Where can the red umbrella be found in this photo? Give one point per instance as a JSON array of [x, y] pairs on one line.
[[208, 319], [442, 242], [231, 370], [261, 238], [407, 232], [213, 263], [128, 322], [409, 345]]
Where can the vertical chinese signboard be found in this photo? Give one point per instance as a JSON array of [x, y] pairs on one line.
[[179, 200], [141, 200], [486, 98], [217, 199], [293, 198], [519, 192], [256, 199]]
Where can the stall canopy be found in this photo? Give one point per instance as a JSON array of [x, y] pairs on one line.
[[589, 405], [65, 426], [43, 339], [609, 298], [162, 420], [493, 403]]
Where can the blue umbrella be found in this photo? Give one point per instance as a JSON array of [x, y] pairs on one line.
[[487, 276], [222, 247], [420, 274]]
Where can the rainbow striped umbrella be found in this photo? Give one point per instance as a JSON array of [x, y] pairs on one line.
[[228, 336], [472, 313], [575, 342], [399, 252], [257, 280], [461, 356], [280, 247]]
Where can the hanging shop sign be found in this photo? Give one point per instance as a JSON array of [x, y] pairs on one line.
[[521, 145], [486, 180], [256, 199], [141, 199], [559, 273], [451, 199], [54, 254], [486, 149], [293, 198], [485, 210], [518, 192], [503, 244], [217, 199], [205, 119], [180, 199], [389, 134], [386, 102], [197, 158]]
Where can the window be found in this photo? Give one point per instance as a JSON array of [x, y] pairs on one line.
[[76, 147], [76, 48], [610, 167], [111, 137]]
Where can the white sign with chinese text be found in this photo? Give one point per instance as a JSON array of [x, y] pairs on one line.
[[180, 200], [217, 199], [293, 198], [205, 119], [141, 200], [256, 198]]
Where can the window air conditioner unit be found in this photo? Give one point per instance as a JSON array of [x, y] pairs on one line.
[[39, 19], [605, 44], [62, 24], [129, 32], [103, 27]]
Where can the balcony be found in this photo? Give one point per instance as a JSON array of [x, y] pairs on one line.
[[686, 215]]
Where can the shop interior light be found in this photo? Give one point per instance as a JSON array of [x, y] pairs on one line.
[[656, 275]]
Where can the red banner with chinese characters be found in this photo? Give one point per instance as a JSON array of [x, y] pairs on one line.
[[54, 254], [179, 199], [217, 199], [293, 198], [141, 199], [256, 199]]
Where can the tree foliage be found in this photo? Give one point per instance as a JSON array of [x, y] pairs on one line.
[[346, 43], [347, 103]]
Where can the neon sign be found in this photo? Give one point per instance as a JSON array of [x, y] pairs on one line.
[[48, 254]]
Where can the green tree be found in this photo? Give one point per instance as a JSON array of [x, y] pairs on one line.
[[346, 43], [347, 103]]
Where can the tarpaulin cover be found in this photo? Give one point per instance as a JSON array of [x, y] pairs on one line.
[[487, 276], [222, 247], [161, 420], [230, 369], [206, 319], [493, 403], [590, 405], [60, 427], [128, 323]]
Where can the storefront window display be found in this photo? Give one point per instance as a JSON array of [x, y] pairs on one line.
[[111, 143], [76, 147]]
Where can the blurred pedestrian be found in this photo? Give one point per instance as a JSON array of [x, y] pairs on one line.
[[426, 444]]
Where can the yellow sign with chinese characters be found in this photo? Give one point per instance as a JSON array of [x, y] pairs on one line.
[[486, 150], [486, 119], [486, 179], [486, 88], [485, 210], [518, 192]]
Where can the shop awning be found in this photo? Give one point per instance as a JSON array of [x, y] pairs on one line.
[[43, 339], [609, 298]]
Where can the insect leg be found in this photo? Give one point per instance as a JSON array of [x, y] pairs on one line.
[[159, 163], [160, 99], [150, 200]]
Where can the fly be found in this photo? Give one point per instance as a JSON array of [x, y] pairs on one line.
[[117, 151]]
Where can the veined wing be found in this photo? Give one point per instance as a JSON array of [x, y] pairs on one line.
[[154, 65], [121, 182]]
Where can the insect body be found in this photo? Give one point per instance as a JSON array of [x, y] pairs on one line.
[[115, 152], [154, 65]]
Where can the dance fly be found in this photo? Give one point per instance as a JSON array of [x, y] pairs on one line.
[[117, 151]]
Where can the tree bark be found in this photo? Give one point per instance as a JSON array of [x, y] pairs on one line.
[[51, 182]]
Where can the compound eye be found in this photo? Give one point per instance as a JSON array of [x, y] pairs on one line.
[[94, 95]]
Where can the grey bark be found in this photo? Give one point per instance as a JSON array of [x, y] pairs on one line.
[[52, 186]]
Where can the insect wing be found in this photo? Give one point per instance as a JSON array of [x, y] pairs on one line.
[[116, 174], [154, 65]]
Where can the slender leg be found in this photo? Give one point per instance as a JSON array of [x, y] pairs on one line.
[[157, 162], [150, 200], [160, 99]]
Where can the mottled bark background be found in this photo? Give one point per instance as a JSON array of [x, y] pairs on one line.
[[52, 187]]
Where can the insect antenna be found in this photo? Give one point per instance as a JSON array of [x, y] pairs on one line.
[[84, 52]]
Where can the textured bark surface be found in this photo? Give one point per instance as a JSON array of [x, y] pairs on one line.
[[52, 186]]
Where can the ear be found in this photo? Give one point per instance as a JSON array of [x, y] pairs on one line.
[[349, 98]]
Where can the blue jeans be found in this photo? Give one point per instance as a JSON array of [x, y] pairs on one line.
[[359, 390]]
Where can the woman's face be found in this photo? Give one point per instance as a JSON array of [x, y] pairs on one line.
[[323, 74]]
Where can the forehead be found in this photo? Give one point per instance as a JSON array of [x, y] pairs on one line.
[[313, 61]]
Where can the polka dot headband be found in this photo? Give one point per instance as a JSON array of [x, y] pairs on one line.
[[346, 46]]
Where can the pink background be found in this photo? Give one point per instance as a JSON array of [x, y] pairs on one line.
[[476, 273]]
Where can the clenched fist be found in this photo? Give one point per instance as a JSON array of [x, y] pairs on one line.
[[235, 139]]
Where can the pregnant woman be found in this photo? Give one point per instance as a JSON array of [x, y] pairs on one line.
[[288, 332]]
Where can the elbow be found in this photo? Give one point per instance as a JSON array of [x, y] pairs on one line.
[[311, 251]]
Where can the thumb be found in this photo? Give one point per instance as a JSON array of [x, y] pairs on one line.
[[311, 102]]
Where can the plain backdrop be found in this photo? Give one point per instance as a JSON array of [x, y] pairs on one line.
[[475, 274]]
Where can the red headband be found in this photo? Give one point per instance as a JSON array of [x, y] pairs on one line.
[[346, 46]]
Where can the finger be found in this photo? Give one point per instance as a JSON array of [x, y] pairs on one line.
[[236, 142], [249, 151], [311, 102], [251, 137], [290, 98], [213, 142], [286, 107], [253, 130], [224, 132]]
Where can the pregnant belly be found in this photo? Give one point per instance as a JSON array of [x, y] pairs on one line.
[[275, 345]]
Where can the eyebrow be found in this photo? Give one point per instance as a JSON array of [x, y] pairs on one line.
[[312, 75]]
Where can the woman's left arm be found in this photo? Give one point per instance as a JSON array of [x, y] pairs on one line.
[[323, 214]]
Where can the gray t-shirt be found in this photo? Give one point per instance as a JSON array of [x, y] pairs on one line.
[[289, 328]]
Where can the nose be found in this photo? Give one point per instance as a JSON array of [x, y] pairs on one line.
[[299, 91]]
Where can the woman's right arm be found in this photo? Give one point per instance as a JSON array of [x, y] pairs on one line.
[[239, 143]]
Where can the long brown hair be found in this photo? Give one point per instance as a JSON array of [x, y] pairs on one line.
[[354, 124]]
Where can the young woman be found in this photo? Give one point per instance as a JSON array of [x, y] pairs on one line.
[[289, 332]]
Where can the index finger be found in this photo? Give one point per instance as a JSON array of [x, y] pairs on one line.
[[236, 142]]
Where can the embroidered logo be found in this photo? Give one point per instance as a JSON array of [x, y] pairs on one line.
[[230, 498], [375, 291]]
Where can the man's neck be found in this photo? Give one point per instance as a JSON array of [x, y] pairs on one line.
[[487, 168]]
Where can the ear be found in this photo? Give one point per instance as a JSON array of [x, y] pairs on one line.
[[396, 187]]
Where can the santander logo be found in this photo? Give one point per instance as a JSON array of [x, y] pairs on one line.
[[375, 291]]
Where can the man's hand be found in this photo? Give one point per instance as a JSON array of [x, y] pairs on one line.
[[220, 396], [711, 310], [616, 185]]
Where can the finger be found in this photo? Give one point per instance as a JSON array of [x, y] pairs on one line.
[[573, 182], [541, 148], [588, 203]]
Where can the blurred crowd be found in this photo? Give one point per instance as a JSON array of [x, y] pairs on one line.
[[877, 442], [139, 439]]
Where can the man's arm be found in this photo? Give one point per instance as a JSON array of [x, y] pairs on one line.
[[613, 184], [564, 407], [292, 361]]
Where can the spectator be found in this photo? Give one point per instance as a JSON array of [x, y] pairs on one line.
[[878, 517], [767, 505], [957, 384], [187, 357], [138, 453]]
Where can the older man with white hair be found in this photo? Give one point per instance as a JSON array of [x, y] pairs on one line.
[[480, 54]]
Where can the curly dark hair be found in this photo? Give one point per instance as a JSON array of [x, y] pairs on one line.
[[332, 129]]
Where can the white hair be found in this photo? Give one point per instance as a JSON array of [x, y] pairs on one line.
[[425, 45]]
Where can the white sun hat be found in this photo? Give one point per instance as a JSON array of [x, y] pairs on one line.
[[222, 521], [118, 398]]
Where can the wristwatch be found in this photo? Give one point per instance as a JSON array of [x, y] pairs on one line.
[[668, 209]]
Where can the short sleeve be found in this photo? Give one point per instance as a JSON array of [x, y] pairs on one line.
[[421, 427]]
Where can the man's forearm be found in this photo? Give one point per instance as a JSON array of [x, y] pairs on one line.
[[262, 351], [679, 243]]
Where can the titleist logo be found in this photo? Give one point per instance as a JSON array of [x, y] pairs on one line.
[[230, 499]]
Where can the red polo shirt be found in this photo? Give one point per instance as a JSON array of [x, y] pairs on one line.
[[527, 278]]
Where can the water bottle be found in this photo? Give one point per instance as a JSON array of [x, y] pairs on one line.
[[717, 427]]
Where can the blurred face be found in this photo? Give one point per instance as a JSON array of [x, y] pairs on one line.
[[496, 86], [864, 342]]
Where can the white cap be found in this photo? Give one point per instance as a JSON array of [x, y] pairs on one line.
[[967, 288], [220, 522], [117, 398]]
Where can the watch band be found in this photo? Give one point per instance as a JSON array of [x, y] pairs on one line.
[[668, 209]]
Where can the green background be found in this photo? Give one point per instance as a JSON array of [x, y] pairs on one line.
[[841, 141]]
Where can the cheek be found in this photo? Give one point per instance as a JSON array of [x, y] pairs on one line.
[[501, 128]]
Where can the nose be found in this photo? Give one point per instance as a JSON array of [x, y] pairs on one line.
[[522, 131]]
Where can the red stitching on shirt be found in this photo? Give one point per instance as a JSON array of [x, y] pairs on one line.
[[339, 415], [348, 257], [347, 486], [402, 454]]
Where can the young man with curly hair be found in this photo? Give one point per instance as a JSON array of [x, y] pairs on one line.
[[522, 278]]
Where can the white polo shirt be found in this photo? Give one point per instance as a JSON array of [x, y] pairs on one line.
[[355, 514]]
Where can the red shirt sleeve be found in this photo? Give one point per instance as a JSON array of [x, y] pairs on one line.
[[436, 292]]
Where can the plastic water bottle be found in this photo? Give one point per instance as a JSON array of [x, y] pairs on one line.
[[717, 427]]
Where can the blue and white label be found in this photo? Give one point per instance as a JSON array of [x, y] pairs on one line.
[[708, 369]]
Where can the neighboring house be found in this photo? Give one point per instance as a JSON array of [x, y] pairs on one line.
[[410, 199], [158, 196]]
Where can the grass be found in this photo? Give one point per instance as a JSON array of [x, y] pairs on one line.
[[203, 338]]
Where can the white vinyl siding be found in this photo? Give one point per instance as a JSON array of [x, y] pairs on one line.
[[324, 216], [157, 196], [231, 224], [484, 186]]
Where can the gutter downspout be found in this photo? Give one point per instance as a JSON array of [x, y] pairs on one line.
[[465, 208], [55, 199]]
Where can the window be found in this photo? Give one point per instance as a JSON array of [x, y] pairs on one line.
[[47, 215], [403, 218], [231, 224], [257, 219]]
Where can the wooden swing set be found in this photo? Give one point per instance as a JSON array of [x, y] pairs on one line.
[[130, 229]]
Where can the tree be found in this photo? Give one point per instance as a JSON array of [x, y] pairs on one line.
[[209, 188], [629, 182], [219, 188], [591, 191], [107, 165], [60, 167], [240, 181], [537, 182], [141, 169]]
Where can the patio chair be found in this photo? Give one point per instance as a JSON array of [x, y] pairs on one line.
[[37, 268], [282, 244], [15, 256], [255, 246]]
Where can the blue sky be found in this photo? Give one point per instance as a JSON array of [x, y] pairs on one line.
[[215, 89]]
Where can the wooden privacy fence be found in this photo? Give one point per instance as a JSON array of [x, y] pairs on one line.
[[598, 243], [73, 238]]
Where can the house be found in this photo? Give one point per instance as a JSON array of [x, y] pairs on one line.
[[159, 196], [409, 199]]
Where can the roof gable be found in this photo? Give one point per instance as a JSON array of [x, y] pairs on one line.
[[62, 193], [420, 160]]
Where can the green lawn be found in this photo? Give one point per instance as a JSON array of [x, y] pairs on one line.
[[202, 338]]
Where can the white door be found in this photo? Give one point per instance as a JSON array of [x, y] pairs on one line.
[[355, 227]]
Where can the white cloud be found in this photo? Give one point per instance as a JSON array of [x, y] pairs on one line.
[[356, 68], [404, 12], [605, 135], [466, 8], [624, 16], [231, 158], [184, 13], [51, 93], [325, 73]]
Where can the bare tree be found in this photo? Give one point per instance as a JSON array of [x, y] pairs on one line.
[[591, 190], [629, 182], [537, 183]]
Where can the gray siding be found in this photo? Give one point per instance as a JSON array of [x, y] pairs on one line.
◆ ◆ ◆
> [EXERCISE AIM] The task here is to output the line with "Where can the wooden privacy" and all lines after it to the end of the records above, exactly and only those.

> [EXERCISE OUTPUT]
Where can the wooden privacy fence be found in this photo? Give one point per instance as a JSON array of [x, y] pairs on one line.
[[598, 243], [73, 238]]
Where can the house be found in this photo? Give one point per instance as a JSON array of [x, y] pairs on one line.
[[159, 196], [409, 199]]
Where can the roof gable be found in this photo? Give one point per instance as a JSON array of [x, y] pairs on one line.
[[62, 193], [420, 160]]
Where can the green lawn be found in this photo? Give one point per instance as a JSON array of [x, y] pairs on one line.
[[202, 338]]
Where can the white door be found in this photo? Give one point per instance as a JSON array of [x, y] pairs on one line.
[[355, 227]]
Where can the white cloud be found in this photo? Give one point per instance as a JSON array of [x, y] pairs on one line.
[[356, 68], [404, 12], [605, 135], [466, 8], [624, 16], [231, 158], [184, 13], [51, 93], [325, 73]]
Where can the bare tree be found in this photo? Give one point per instance as a JSON array of [x, y] pairs on one line.
[[591, 190], [629, 182], [537, 183]]
Where can the gray siding be found in this photo? Give one point per instance as a JSON array of [x, y] pairs on one line.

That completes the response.